*** Begin section ***
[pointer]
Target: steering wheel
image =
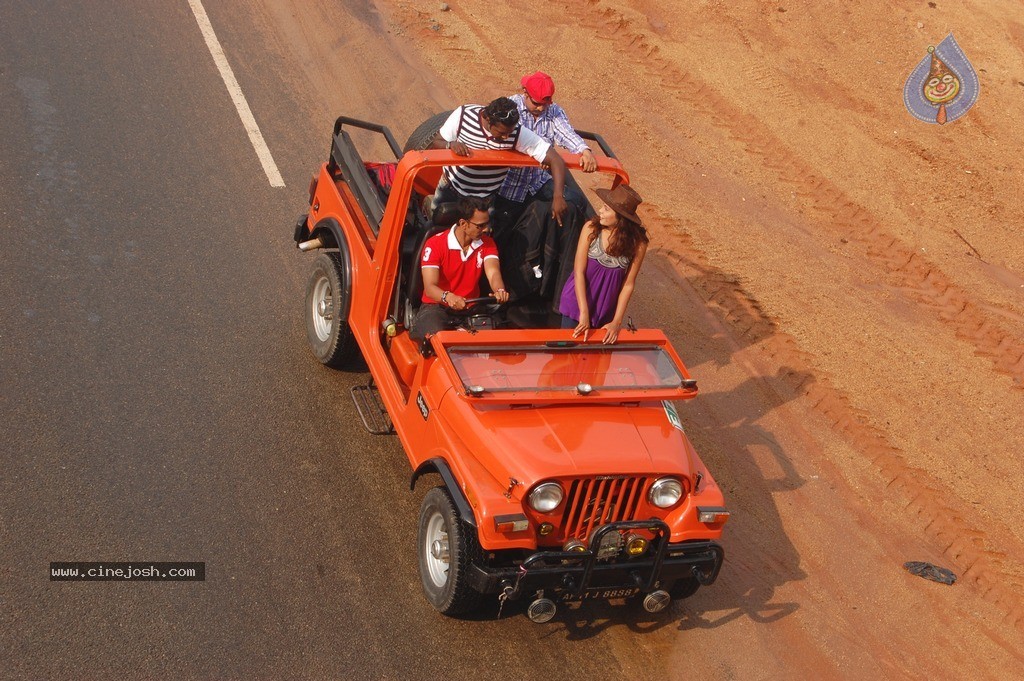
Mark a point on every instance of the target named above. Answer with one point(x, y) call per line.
point(482, 306)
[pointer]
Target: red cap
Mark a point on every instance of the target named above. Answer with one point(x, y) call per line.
point(539, 86)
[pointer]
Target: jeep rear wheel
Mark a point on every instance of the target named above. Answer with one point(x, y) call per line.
point(327, 311)
point(446, 548)
point(425, 132)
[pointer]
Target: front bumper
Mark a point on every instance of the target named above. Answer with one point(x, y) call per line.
point(584, 575)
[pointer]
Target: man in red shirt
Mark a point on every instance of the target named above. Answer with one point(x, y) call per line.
point(452, 263)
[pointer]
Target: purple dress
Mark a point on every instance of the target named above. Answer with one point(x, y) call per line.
point(605, 275)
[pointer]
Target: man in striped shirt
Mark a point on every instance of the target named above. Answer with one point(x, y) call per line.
point(496, 126)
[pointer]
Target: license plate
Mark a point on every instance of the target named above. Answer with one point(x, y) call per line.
point(602, 594)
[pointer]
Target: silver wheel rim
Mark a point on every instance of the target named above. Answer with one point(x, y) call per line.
point(323, 308)
point(436, 550)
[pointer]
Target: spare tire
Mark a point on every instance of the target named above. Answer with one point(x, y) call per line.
point(424, 134)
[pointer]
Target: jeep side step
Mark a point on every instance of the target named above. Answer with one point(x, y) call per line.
point(372, 411)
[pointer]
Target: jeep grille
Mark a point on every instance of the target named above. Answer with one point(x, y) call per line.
point(594, 502)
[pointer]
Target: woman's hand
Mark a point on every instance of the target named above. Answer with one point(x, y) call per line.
point(612, 332)
point(583, 327)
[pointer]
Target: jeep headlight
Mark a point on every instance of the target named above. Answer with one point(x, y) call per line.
point(546, 498)
point(665, 492)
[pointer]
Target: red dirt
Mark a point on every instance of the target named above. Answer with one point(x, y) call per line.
point(846, 282)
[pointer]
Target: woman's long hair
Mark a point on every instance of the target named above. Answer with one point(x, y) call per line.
point(625, 239)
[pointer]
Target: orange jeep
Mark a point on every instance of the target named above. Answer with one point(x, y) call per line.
point(564, 470)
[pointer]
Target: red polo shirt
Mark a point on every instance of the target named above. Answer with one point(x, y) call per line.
point(460, 272)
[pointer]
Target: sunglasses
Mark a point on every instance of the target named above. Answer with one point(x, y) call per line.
point(506, 116)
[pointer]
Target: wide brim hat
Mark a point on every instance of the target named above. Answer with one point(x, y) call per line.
point(624, 200)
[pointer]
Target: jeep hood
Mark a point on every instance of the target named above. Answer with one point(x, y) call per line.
point(577, 440)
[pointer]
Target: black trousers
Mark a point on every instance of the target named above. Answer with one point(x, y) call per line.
point(430, 318)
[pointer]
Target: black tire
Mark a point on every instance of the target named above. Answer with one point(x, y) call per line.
point(446, 548)
point(683, 588)
point(424, 134)
point(327, 312)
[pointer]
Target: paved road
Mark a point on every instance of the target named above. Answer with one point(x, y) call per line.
point(158, 399)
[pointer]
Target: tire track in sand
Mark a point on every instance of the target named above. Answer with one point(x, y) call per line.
point(914, 275)
point(953, 530)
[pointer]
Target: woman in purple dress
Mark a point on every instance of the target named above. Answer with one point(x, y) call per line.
point(608, 256)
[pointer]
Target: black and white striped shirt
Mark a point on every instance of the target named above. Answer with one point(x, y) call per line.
point(464, 125)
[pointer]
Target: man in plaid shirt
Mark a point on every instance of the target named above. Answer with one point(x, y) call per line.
point(548, 120)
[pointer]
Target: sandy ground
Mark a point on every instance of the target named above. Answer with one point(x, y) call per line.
point(846, 282)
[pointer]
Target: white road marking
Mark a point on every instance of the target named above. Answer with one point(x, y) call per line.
point(246, 114)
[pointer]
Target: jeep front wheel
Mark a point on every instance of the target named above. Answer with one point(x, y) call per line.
point(446, 548)
point(327, 311)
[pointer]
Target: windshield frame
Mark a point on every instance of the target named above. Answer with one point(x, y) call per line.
point(455, 348)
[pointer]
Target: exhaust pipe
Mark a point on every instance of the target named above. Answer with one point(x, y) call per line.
point(541, 610)
point(656, 601)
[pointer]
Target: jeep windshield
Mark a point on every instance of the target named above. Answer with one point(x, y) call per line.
point(563, 366)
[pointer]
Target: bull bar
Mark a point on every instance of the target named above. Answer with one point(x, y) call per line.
point(576, 572)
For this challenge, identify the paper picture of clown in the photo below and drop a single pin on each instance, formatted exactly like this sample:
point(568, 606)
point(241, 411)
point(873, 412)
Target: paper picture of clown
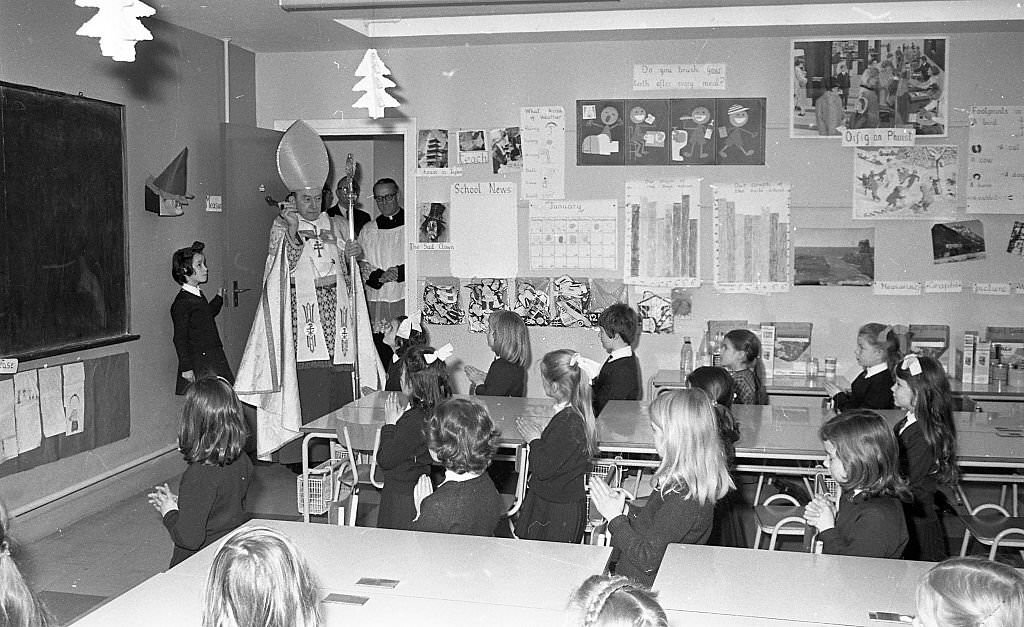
point(740, 131)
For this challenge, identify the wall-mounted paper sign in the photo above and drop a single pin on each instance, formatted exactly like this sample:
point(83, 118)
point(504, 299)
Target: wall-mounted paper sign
point(879, 136)
point(649, 77)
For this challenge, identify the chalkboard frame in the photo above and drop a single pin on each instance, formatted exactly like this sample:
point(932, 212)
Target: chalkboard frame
point(64, 261)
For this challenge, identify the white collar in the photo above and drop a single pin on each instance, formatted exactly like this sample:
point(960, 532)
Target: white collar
point(619, 353)
point(451, 475)
point(910, 419)
point(873, 370)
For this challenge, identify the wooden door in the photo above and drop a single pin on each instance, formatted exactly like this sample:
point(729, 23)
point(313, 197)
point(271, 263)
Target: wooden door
point(250, 175)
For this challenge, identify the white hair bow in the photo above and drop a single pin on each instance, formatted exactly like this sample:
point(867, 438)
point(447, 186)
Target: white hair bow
point(441, 353)
point(415, 321)
point(911, 364)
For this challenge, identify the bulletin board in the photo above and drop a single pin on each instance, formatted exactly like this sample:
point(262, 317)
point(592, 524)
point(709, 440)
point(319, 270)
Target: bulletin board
point(62, 246)
point(107, 416)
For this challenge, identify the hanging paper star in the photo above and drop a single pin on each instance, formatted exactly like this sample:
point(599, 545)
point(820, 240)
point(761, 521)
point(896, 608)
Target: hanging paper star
point(375, 83)
point(117, 26)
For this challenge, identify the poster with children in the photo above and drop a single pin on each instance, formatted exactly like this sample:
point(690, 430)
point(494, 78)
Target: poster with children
point(918, 182)
point(868, 82)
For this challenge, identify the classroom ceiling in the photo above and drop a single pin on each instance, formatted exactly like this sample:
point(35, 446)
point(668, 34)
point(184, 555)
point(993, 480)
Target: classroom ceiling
point(261, 26)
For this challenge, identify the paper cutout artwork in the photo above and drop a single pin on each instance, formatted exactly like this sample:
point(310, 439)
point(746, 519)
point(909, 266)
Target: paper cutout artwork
point(543, 131)
point(506, 150)
point(117, 26)
point(693, 140)
point(485, 296)
point(647, 132)
point(532, 302)
point(654, 310)
point(905, 182)
point(752, 231)
point(432, 149)
point(27, 417)
point(995, 160)
point(441, 303)
point(8, 430)
point(74, 394)
point(957, 241)
point(834, 256)
point(740, 128)
point(601, 132)
point(665, 232)
point(1016, 244)
point(571, 298)
point(51, 402)
point(375, 83)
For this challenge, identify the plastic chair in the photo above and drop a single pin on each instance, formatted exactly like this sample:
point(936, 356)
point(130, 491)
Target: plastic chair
point(992, 529)
point(363, 473)
point(777, 519)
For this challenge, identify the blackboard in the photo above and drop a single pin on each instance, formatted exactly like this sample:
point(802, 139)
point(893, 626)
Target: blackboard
point(62, 248)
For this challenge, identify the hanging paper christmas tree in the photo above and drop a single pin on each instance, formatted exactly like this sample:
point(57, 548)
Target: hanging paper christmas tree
point(375, 83)
point(117, 26)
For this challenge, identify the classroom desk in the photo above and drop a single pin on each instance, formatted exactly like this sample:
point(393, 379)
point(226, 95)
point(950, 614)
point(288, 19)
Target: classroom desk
point(776, 386)
point(444, 567)
point(786, 586)
point(781, 433)
point(814, 386)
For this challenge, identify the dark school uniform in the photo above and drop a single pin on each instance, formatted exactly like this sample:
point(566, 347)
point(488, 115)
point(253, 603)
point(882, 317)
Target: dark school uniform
point(211, 503)
point(471, 507)
point(749, 387)
point(919, 465)
point(393, 381)
point(641, 536)
point(555, 507)
point(619, 380)
point(402, 457)
point(196, 339)
point(867, 527)
point(868, 392)
point(504, 379)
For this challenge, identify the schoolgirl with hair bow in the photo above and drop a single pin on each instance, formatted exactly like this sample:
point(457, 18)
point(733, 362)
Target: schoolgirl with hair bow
point(402, 455)
point(555, 506)
point(927, 449)
point(402, 332)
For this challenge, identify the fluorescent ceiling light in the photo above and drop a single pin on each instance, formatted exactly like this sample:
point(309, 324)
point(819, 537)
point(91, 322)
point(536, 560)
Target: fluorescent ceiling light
point(323, 5)
point(788, 14)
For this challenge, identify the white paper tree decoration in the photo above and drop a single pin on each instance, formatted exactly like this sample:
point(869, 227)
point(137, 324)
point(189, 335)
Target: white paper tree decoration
point(375, 83)
point(117, 26)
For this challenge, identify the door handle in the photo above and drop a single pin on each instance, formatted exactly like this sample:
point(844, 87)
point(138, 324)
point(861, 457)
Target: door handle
point(236, 291)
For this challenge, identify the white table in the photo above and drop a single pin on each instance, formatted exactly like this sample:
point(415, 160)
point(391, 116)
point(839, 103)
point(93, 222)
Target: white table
point(785, 586)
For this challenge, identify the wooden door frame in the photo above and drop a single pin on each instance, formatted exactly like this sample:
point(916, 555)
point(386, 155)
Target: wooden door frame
point(404, 127)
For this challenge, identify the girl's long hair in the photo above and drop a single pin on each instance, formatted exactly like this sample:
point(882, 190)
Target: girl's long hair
point(868, 451)
point(693, 462)
point(933, 406)
point(566, 382)
point(259, 579)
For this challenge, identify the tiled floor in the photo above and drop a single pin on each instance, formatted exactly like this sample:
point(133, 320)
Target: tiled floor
point(107, 553)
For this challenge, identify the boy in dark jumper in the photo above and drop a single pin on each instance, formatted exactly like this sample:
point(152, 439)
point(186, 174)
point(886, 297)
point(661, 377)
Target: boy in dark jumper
point(620, 376)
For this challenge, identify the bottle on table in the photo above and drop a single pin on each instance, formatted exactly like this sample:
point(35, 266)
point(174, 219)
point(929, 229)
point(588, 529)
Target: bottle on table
point(686, 357)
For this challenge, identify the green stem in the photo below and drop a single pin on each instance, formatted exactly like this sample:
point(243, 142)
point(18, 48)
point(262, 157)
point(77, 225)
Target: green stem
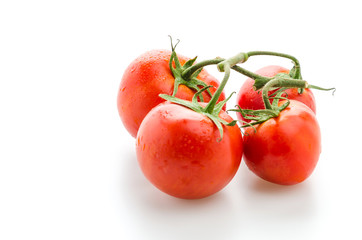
point(268, 53)
point(186, 74)
point(238, 58)
point(280, 82)
point(210, 106)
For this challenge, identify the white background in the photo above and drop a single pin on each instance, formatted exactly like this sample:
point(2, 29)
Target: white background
point(68, 168)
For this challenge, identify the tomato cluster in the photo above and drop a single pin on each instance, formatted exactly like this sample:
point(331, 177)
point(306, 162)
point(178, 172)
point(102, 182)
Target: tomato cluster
point(189, 147)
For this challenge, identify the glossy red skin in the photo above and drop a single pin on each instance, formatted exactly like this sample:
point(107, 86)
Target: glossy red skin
point(145, 78)
point(286, 149)
point(178, 151)
point(248, 98)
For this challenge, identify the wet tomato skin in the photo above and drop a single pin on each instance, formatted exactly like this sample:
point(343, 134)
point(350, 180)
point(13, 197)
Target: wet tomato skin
point(286, 149)
point(178, 151)
point(145, 78)
point(248, 98)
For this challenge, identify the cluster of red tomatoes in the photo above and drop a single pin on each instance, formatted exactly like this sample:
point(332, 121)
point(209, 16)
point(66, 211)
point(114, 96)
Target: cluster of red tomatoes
point(189, 148)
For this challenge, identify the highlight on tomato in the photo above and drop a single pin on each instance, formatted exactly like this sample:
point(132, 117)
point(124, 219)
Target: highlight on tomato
point(180, 153)
point(284, 149)
point(158, 72)
point(189, 149)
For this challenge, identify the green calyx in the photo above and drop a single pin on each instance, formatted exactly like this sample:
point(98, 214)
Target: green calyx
point(196, 106)
point(191, 81)
point(187, 75)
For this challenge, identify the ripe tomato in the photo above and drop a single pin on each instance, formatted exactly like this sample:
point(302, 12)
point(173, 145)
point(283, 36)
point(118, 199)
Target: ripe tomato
point(248, 98)
point(179, 152)
point(285, 149)
point(145, 78)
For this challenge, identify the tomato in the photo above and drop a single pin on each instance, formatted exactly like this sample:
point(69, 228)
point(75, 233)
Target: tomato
point(285, 149)
point(145, 78)
point(179, 152)
point(248, 98)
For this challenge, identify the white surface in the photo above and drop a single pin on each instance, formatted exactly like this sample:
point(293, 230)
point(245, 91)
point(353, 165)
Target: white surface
point(68, 168)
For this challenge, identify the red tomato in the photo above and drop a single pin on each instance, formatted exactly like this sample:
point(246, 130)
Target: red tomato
point(145, 78)
point(248, 98)
point(179, 152)
point(284, 150)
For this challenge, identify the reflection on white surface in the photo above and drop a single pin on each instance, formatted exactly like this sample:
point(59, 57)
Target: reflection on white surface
point(248, 206)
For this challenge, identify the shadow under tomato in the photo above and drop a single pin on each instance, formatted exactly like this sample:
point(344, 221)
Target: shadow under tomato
point(161, 216)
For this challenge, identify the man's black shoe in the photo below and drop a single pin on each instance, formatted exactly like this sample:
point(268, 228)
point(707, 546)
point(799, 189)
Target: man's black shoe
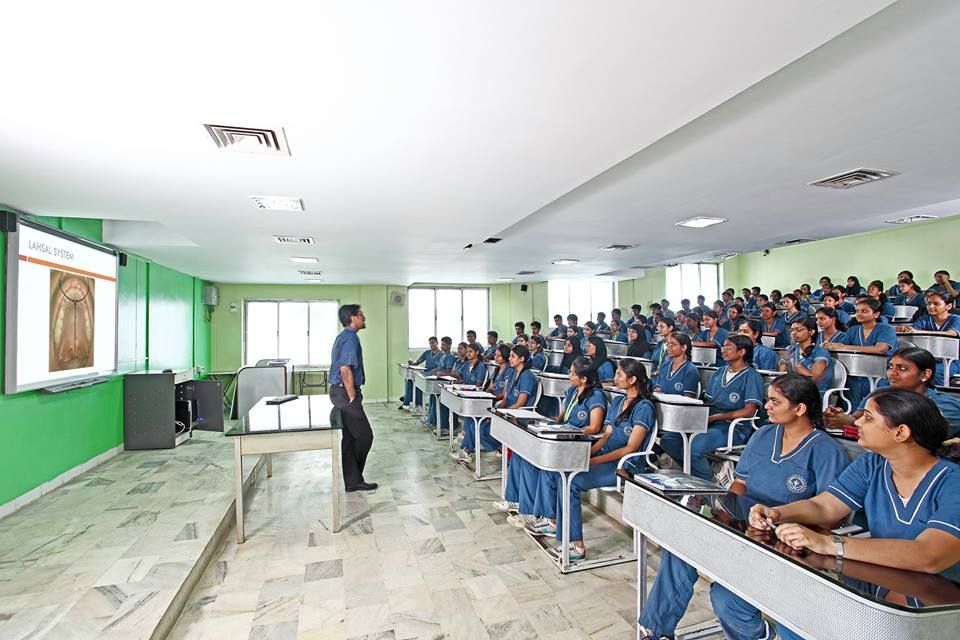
*** End section ***
> **About this task**: Taking the material above as a whole, how many of its lines contain "below"? The reply should be that number alone.

> **Response for this exercise**: 3